## Task goal
Copy the data. Keep every character as given.
[[ Supplied information open ]]
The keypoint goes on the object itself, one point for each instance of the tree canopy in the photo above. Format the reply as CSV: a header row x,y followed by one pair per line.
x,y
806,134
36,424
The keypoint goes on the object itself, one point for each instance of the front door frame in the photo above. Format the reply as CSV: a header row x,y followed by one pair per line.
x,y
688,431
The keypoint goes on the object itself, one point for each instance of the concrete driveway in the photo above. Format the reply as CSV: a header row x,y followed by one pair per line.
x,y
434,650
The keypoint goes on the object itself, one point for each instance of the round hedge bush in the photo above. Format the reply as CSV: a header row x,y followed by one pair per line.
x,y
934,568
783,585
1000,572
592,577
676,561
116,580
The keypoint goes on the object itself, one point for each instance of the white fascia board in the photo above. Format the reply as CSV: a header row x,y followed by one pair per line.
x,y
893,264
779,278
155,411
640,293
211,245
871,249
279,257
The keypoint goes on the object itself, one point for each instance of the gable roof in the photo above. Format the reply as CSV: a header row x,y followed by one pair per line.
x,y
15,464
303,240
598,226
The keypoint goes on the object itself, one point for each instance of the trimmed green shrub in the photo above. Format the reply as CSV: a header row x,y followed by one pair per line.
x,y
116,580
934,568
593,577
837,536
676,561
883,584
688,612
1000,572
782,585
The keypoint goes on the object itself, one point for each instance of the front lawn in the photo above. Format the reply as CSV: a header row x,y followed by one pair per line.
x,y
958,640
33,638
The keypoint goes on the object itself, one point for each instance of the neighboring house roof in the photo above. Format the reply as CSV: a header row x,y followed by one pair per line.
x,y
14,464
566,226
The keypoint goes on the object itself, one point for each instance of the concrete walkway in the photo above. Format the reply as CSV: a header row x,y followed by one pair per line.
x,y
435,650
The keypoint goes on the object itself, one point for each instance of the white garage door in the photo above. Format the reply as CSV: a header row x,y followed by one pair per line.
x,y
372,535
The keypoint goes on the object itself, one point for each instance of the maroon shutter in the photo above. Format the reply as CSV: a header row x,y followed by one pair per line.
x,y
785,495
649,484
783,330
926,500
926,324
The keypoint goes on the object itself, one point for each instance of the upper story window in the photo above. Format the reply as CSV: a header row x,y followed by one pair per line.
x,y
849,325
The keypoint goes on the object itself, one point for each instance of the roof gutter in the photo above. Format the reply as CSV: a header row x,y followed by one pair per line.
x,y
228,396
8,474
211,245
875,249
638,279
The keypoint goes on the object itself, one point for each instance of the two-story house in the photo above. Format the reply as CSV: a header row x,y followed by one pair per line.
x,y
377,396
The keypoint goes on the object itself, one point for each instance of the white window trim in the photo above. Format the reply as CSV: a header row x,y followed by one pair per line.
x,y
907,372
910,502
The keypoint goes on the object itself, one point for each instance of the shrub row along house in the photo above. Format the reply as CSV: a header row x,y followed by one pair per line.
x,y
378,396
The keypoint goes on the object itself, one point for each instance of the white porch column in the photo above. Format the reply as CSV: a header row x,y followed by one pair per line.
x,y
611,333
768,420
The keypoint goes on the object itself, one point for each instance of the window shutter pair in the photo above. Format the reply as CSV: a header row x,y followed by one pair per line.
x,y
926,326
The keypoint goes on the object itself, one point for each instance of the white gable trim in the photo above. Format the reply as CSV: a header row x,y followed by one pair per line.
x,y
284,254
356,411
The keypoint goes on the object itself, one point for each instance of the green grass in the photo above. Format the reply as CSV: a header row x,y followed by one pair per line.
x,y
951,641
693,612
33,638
[[ Supplied information closed ]]
## Completed exercise
The keypoint goes on the object itself, one point for each instance of the tree canopy in the photo above. Format the reply as CSV: a header row x,y followed by one pair per line.
x,y
806,134
36,424
The keypoint goes on the object itself, one point for each instance of the front door frame in the photo above. Format the reply as CSV: a header row x,y followed by one pair per line.
x,y
688,431
The keypoint goes on the object itself, one point for each instance of the concrete driveway in the photo above. Format the reply as CSV: a header row x,y followed by one pair per line.
x,y
434,650
The keypoint goes on the object itself, one point for each instance of the round hedge bush in the photo above. Format the reply as CSV: a header row x,y followed by one pair per line.
x,y
934,568
783,585
1000,572
592,577
676,561
116,580
The keypoint goes on the object itself, one point for each instance of the white fascia board in the photo above. Format the reply as CSV: a header row x,y followed by one pair per line.
x,y
893,264
779,278
155,411
640,293
211,245
871,249
279,257
The keypoint goes on the object itself, one point for each instance of the gable roof in the photo above. Format the reply as CSV: a header row x,y followed by one pair per line.
x,y
15,464
303,240
598,226
The keypoint goes on the object itself, one point for each instance of the trimmed green shrub in the photo above. Format the reply as CSV: a header row x,y followed by one pair per line.
x,y
116,580
934,568
593,577
837,536
676,561
883,584
688,612
1000,572
782,585
The keypoint goes on the object itself, one point for each instance of the front lawn in the photo above. Format the reply as CSV: a header row x,y followed by one pair per line.
x,y
958,640
33,638
The keypoint goes on the object itself, one point for each instance of the neighboring house roof in the photo above. Format the reply as CSV: a header row x,y followed by one pair per line.
x,y
14,464
566,226
The keypoint goes on the object itself, one point for each instance of the concrete walkway in the photo above. Format the reply as CSV: a header row x,y followed by one pair per line.
x,y
435,650
The keypoint goes on the object itself, one point for each instance of the white garage door in the photo above. Format the reply as CSV: a header row x,y followed by one pair per line.
x,y
372,535
The keypoint goes on the object itself, one point for each instance of the maroon shutter in the photo above. Format the reply as CSV: a header row x,y followed by one pair per line.
x,y
785,495
649,484
783,330
926,500
926,324
The keypoint goes on the object itself, one point for each instance of the upper story window in the photo above. Format the reply as CSV: a header row x,y followed by one pair per line.
x,y
849,325
The keypoint goes on the object itself, one point for each instance of the roof gutter in the photo above. Format the reply as CSV: a header row x,y followed by one pair per line.
x,y
228,396
8,474
211,245
875,249
638,279
The keypoint goes on the object itself, one point for each instance of the two-story house in the photo above. Format the reply as CSV: a header row x,y followed by one pair per line.
x,y
377,396
The keypoint goes on the object itself, one point for each instance of the white window trim in the photo above. Format the reply as CSV: a header row x,y followed by one pair per line.
x,y
907,372
910,502
The keypoint goes on the object itself, one point for each instance of the shrub row along house in the photo above. Format the reply as CSV: a header row x,y followed by one pair per line.
x,y
378,396
The keypoint goes on the object itself, one point for each instance of the white porch column in the photo above. Format the reply as CSV: a header row x,y followed by one pair per line.
x,y
611,333
768,420
The keypoint goes on the object itself, one point for each instance of the window shutter pair in the photo above. Format the reply as CSV: a header row x,y followed by one pair per line.
x,y
926,326
The keypoint goes on the object itself, one point for each instance of the white gable trim in the photo above. Format the reply as CSV: a header row x,y followed by one pair per line.
x,y
284,254
356,411
The keypoint goes on the object itself, one point for each instance of the green grass in the photo above. Format the reply as CSV: a header row x,y followed by one pair per line.
x,y
951,641
693,612
33,638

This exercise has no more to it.